Activities:
a. Answer each question from the post, one line per answer, marked the same way.
(i) What date heads the post?
(ii) Who is named as first cab off the rank in the comments section?
(iii) Which university is said to have deemed Sharri a suitable inspiration and mentor for aspiring journalist students?
b. The opening line of the post names those with whom the pond performs the usual Monday rituals. List every one of them.
c. From the post, extract the stretch from "Actually, allowing for" through "the dancing) ...".

Monday, February 21, 2022

In which the pond performs the usual Monday rituals with the Major, the freedumb loving Caterist and the Oreo ...

 

 

Because the pond favours its reptile pets, it often misses out on the demonic fears that plague the rest of the reptiles, and this day there's a new coal-hating Satanist in town ...

 

 


 

 

Top of the demonic targets in lizard la la land ma, though it's a tad ironic to be abusing him as a rich lister, what with the reptiles being owned, lock stock and barrel, in hearts and minds and souls, by corrupt rich listers of the worst kind ...

Still, that demonic fear carried on into the digital edition ... 

 



 

Oh dear, and as well as the rich lister, there was an assassination attempt on the Queen by the son and heir, a depressive Glasgow (have some hooch, laddie), and a warning about freedumb lovers ...

The pond will get to the kill-threat protestors in a bit, but first further credit to Cannon-Brookes for also being first cab off the rank in the comments section ...

 



 

 

By golly, they wheeled out an associate editor to deal with the pesky, difficult varmint ... and as usual the immortal Rowe was up there, riding the reptile wave, with more wave-riding here ...

 




Well, that's enough of that, and the pond feels exhausted even before it's begun its survey of the reptiles on a Monday.

Before taking marching orders from the Major, the pond should just note that if you want a real survey of the meejia, remember there's also the Weekly Beast, and last Friday featured a splendid turn by simplistic Sharri. 

And why does that matter? Well the University of Melbourne has deemed her a suitable inspiration and mentor for aspiring journalist students, and that's as good a reason as any for the planet to be comprehensively fucked...

And so to the Major, and it being election season, the Major is fully on board with that truly horrible, horrible man and if not a complete psycho, then a deluded speaker in tongues who thinks the rapture, or possibly a new crusade, is just around the corner ...

 

 

Good old Major. Actually many reporters spent last week explaining how stupid all the blather about Manchurian candidates was, and how it might produce blowback, but how good of the Major to also remind us that all that talk of sexual shenanigans and bullying in parliament house was just a fever dream. No wonder he's had trouble locating that Order of Lenin medal, despite decades of searching ...

 


 

Uh huh, but the Major is always fair, which is to say he'll cherrypick a few examples on the other side, and ignore the whoppers, like the dance of joy the reptiles did about the free trade agreement with China, a dubious proposition even at the time ...

 


 

Actually, allowing for the fact that a careful read by the Major is a bit like being given a careful hearing by a Jesuit, The Mandarin had a succinct summary of how things stood ...

 


 

Even poor old Jimbo Paterson of the IPA had to do a dance on the head of a pin on the weekend (Nine on the dancing) ...

Liberal senator and head of the Parliament’s security and intelligence committee, James Paterson, says both sides of politics should listen to the warnings of the nation’s domestic spy agency about the dangers of referring to classified information in public.

Data supplied:
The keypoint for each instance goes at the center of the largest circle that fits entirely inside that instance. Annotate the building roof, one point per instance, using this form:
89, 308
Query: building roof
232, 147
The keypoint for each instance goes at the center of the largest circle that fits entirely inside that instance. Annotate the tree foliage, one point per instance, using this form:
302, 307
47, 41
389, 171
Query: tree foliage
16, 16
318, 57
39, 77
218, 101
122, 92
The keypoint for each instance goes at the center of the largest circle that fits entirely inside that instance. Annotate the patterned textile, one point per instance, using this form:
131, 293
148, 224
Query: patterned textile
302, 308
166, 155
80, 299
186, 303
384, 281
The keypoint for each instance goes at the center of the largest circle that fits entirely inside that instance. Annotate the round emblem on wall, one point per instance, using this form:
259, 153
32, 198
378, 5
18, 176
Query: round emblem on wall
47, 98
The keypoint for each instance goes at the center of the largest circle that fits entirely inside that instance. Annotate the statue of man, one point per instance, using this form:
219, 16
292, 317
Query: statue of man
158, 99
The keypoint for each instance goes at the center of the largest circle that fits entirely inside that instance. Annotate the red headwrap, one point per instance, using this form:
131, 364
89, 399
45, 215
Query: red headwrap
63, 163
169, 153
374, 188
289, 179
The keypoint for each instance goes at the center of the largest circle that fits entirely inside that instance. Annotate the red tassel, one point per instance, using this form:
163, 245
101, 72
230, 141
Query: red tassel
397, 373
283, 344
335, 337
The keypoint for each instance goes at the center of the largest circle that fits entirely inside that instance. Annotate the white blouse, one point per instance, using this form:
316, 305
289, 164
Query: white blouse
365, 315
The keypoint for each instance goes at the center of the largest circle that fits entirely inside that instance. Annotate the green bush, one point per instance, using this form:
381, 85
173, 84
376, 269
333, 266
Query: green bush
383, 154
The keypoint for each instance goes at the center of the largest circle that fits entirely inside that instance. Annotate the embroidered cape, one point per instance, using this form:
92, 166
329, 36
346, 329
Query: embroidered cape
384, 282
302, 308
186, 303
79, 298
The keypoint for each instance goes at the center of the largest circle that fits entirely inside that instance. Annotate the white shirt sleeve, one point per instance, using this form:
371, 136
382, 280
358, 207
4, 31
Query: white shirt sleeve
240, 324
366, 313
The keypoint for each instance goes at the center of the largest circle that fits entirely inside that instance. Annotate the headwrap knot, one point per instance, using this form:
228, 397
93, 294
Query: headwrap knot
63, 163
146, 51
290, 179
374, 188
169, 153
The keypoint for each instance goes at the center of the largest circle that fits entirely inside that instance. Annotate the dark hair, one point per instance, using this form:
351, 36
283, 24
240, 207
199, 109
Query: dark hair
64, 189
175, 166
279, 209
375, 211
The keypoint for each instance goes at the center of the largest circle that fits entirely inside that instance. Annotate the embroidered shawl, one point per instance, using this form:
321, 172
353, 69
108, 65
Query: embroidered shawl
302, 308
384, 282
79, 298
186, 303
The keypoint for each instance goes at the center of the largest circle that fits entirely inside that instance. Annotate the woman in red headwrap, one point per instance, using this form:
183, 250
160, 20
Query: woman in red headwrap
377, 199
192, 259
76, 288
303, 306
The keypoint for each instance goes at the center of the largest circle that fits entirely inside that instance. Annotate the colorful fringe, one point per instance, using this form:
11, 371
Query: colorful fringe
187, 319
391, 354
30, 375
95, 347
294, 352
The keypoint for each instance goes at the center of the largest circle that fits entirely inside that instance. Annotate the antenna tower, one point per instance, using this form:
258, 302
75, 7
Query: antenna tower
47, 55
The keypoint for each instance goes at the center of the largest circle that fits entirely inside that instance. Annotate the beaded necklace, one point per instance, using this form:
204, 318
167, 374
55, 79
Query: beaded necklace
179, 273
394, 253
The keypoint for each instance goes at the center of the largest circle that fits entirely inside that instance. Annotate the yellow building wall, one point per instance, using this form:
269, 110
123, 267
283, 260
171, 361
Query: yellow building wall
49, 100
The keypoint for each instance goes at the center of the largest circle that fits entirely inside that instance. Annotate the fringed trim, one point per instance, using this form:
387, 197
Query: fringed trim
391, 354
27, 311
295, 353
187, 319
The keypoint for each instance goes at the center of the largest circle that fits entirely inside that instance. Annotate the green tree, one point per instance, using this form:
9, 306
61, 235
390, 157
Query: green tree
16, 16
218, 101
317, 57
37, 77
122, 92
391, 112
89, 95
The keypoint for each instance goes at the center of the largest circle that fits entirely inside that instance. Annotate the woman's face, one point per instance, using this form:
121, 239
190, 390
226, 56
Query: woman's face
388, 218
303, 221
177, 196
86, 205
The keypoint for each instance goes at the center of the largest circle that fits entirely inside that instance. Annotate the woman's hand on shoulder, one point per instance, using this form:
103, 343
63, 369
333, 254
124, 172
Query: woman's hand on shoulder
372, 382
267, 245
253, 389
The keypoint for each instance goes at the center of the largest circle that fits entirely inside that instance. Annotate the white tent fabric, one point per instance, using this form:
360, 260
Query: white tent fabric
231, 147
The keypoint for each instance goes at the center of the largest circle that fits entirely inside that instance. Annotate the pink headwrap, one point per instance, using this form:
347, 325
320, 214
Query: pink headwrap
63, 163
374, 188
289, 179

Solutions to the problems:
a.
(i) Monday, February 21, 2022
(ii) Cannon-Brookes
(iii) The University of Melbourne

b.
the Major
the freedumb loving Caterist
the Oreo

c.
Actually, allowing for the fact that a careful read by the Major is a bit like being given a careful hearing by a Jesuit, The Mandarin had a succinct summary of how things stood ...

 


 

Even poor old Jimbo Paterson of the IPA had to do a dance on the head of a pin on the weekend (Nine on the dancing) ...